▸ **WHAT YOU WILL DO**
Set down exactly the lines from the one containing "Where can the concrete curb be seen here?" through the end of the records below, both included, and nothing else.

▸ **GIVEN DATA**
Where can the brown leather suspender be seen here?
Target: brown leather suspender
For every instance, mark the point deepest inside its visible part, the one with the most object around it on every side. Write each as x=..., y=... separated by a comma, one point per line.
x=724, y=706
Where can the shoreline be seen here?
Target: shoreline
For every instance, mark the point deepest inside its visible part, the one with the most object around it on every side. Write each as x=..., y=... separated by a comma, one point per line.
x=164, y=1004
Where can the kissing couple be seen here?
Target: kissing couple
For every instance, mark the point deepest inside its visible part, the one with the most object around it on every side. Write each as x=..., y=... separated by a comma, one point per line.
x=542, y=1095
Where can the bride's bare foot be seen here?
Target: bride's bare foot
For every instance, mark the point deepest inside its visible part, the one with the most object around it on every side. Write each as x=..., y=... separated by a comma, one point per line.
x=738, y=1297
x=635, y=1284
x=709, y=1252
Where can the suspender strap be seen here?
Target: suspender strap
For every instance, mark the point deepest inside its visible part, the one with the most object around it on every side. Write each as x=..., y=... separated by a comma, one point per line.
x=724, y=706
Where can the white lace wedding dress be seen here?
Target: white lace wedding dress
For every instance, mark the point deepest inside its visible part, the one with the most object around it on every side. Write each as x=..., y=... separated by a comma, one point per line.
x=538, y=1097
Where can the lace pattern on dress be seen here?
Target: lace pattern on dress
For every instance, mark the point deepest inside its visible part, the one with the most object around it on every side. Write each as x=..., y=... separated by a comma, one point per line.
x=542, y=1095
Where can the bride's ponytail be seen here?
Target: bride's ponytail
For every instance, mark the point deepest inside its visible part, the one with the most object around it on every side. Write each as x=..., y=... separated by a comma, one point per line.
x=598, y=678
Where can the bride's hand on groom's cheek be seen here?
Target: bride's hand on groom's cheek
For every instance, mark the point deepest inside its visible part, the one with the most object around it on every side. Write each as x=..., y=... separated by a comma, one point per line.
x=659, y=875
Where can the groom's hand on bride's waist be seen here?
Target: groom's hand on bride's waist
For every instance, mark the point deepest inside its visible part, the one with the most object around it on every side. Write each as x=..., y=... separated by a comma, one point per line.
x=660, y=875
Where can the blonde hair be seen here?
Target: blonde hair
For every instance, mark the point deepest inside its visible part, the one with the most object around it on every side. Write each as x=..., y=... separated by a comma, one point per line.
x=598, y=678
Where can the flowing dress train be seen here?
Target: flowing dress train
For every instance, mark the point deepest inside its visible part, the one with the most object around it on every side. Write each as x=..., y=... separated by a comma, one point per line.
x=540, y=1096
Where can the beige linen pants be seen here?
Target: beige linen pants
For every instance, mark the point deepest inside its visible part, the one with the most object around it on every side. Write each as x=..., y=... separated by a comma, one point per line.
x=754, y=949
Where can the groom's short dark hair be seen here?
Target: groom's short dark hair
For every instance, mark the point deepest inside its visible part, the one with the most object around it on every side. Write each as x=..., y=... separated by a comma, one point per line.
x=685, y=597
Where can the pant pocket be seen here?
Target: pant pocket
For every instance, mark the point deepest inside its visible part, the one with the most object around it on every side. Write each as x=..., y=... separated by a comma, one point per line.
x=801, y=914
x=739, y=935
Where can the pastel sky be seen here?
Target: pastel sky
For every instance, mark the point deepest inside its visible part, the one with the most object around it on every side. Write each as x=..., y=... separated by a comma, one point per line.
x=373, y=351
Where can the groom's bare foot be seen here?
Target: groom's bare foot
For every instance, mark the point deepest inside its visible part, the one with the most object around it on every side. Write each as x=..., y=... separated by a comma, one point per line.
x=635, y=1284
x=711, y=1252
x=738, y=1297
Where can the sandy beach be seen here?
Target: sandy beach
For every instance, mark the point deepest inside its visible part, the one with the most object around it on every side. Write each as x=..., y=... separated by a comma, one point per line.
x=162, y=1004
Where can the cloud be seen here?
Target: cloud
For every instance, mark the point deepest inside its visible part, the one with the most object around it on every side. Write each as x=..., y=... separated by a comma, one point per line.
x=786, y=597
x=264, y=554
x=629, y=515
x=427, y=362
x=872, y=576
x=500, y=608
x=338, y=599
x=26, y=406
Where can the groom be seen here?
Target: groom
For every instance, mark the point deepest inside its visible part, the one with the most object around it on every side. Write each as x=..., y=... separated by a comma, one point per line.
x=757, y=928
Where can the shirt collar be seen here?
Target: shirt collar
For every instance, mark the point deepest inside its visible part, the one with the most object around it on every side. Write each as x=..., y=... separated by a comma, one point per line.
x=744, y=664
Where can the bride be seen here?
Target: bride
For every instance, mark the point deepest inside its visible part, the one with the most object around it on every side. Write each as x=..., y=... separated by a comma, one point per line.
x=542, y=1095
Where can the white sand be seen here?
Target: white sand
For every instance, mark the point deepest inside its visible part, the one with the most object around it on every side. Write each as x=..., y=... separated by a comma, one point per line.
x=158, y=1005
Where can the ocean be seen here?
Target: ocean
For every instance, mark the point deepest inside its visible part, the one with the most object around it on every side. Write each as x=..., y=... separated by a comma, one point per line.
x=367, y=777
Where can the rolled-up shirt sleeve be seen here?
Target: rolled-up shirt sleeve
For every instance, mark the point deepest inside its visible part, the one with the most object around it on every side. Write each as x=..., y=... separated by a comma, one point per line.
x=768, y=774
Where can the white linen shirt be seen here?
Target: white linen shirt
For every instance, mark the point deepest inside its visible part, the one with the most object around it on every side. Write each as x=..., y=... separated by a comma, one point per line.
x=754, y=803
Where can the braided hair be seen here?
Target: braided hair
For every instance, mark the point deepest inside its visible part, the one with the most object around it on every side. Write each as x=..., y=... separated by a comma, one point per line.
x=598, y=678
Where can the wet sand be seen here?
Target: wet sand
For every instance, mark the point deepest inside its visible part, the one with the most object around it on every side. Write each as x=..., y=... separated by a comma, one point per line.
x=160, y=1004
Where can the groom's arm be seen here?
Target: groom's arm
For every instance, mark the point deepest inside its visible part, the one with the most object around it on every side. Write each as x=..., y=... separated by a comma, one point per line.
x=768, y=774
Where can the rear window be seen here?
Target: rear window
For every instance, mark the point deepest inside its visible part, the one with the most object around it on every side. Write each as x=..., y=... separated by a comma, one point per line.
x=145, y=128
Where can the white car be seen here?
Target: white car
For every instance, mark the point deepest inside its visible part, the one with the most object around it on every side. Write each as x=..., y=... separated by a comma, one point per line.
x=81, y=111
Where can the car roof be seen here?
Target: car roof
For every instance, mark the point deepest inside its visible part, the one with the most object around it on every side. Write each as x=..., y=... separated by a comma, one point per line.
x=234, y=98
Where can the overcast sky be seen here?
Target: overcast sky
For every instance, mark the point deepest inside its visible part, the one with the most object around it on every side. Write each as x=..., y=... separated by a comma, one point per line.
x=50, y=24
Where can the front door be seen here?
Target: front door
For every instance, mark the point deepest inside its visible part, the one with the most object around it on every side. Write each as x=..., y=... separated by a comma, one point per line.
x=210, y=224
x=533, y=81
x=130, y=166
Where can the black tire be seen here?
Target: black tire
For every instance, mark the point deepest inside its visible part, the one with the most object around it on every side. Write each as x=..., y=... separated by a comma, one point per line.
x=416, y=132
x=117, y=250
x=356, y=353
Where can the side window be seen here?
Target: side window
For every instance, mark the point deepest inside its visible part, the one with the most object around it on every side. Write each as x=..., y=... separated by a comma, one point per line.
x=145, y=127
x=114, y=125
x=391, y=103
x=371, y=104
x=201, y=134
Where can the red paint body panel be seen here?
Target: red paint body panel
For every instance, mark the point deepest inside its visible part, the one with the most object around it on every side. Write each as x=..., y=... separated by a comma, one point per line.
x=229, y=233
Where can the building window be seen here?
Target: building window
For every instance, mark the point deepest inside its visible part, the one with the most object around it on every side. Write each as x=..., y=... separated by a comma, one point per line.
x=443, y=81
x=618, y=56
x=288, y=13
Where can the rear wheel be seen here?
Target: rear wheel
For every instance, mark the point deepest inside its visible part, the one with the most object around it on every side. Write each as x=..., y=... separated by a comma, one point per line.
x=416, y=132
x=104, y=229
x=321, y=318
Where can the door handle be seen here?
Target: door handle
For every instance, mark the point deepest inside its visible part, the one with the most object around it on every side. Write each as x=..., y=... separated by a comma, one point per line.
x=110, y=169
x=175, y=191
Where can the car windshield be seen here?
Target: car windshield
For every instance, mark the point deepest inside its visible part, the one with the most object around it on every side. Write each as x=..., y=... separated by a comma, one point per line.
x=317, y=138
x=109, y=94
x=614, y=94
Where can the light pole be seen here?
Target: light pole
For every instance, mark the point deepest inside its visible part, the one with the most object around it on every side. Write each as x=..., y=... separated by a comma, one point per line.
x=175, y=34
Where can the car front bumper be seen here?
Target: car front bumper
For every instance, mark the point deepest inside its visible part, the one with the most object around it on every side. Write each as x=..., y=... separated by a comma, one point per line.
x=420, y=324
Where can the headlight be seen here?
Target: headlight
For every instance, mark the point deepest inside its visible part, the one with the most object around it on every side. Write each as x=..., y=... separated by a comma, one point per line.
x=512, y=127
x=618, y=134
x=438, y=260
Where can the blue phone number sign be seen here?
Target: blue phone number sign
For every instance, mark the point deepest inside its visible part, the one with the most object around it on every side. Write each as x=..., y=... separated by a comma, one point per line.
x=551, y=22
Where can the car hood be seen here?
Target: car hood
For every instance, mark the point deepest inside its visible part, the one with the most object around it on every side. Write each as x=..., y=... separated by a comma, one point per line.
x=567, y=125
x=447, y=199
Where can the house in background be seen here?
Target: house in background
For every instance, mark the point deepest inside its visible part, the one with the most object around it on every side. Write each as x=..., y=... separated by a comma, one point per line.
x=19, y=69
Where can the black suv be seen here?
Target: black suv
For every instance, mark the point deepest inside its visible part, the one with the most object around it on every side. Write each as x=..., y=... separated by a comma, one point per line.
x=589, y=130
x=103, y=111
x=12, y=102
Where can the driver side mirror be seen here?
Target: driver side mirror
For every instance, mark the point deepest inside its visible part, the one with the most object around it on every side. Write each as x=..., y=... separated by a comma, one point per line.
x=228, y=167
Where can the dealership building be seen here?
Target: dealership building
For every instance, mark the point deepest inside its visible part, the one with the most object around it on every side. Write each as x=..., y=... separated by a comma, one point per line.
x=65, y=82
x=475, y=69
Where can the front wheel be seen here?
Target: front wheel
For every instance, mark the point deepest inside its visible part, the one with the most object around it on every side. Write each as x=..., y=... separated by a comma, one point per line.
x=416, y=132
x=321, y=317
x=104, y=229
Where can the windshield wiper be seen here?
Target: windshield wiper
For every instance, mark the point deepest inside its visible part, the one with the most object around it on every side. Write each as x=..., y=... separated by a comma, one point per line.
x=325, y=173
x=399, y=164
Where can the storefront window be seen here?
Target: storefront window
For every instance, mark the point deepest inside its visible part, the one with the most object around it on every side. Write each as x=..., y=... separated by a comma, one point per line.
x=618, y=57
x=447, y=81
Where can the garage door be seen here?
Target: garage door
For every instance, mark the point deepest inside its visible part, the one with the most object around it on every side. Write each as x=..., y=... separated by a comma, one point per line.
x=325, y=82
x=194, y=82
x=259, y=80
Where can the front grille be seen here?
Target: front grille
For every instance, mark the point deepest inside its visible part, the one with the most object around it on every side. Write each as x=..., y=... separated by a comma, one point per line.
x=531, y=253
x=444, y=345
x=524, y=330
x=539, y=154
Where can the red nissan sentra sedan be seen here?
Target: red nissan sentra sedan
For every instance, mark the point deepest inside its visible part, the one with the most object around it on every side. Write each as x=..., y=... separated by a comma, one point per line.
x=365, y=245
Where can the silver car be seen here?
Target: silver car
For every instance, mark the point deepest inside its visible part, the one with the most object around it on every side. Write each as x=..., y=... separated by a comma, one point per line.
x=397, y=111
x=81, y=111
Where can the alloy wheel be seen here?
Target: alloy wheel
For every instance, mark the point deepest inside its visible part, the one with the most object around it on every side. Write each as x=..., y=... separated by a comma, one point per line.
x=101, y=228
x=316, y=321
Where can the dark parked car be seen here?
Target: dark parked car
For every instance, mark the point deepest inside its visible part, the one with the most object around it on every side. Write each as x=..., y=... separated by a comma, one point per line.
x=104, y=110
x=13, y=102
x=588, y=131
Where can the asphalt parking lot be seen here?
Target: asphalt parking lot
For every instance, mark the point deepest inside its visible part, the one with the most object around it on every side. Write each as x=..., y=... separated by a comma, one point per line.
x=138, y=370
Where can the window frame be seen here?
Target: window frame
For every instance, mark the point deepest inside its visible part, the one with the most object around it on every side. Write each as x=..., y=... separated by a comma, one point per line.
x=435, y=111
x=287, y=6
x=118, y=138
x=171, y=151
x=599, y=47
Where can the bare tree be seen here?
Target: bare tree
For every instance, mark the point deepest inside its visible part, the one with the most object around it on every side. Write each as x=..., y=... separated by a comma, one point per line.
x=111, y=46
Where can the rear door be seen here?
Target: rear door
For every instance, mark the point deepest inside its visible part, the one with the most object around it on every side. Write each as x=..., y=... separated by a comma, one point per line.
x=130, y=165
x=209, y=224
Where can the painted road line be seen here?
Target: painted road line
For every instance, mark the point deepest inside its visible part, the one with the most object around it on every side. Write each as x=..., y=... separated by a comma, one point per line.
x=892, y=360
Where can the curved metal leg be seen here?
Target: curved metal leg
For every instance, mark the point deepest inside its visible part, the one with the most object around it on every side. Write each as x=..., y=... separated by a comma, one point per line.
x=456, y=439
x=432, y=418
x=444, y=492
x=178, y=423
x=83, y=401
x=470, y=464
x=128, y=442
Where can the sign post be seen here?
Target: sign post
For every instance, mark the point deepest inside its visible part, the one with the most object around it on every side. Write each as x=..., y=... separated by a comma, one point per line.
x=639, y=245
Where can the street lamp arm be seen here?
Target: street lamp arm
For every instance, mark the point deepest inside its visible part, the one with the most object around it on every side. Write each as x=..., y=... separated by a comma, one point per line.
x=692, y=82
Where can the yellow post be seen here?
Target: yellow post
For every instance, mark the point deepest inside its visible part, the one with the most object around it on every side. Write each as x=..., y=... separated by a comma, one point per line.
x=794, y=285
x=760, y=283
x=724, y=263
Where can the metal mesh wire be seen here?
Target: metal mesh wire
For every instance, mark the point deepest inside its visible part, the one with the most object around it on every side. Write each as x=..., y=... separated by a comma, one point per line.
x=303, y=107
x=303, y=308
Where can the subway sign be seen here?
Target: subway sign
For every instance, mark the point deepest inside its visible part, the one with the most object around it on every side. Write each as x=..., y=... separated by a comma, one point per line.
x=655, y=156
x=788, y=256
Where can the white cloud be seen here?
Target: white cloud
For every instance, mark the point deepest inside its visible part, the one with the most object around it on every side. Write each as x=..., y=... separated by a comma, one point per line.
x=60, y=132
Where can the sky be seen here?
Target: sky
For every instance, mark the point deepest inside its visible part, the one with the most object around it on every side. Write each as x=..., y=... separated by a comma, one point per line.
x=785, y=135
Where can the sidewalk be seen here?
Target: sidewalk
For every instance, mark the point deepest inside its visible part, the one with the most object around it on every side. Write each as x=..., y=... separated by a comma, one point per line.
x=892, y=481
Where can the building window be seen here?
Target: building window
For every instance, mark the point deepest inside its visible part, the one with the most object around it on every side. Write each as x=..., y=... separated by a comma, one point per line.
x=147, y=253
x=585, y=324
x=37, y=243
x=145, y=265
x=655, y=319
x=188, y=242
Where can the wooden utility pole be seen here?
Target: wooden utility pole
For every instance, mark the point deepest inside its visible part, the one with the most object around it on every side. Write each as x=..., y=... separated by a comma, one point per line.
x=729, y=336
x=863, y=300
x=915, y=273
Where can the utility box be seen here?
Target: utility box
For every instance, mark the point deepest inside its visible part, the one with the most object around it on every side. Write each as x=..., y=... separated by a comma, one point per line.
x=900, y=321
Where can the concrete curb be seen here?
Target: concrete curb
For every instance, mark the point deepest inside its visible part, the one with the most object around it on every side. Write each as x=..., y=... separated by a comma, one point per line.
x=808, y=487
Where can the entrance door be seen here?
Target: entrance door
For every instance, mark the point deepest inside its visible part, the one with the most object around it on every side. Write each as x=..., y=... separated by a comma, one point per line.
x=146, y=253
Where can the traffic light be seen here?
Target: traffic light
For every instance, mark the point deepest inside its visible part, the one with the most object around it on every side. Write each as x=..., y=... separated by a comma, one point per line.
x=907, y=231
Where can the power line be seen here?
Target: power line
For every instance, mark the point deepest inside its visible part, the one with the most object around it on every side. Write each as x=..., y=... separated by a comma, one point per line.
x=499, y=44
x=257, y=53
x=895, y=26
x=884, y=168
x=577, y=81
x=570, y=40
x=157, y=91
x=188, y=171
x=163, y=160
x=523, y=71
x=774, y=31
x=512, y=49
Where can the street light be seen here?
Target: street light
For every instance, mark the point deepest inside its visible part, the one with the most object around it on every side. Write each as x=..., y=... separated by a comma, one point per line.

▸ **FINAL ANSWER**
Where can the concrete curb be seen here?
Target: concrete curb
For every instance, mark the point deepest inside its visible part, the one with the most object around it on every side. Write each as x=..., y=... separated by a comma, one point per line.
x=808, y=487
Where can the entrance door be seen here?
Target: entrance door
For every instance, mark the point deepest inside its visible part, the one with the most object around it on every side. Write each as x=..., y=... separated by a comma, one point per line.
x=146, y=253
Where can the traffic light be seen here?
Target: traffic light
For every instance, mark the point deepest inside its visible part, the one with the most object around it on every side. Write each as x=..., y=... separated by a comma, one point per line.
x=907, y=231
Where can the power line be seen here?
Target: power line
For every instance, mark the point deepest inside its visible part, the one with the most object around it on every side. Write each as x=..., y=... separated by a comma, one point per line.
x=499, y=44
x=257, y=53
x=895, y=26
x=884, y=168
x=577, y=81
x=570, y=40
x=157, y=91
x=188, y=171
x=163, y=160
x=523, y=71
x=774, y=31
x=512, y=49
Where can the street light be seen here?
Target: street light
For every instance, mark the point deepest inside its visible part, the one with the most object around it on every side. Write each as x=..., y=... separated by a comma, one point per line.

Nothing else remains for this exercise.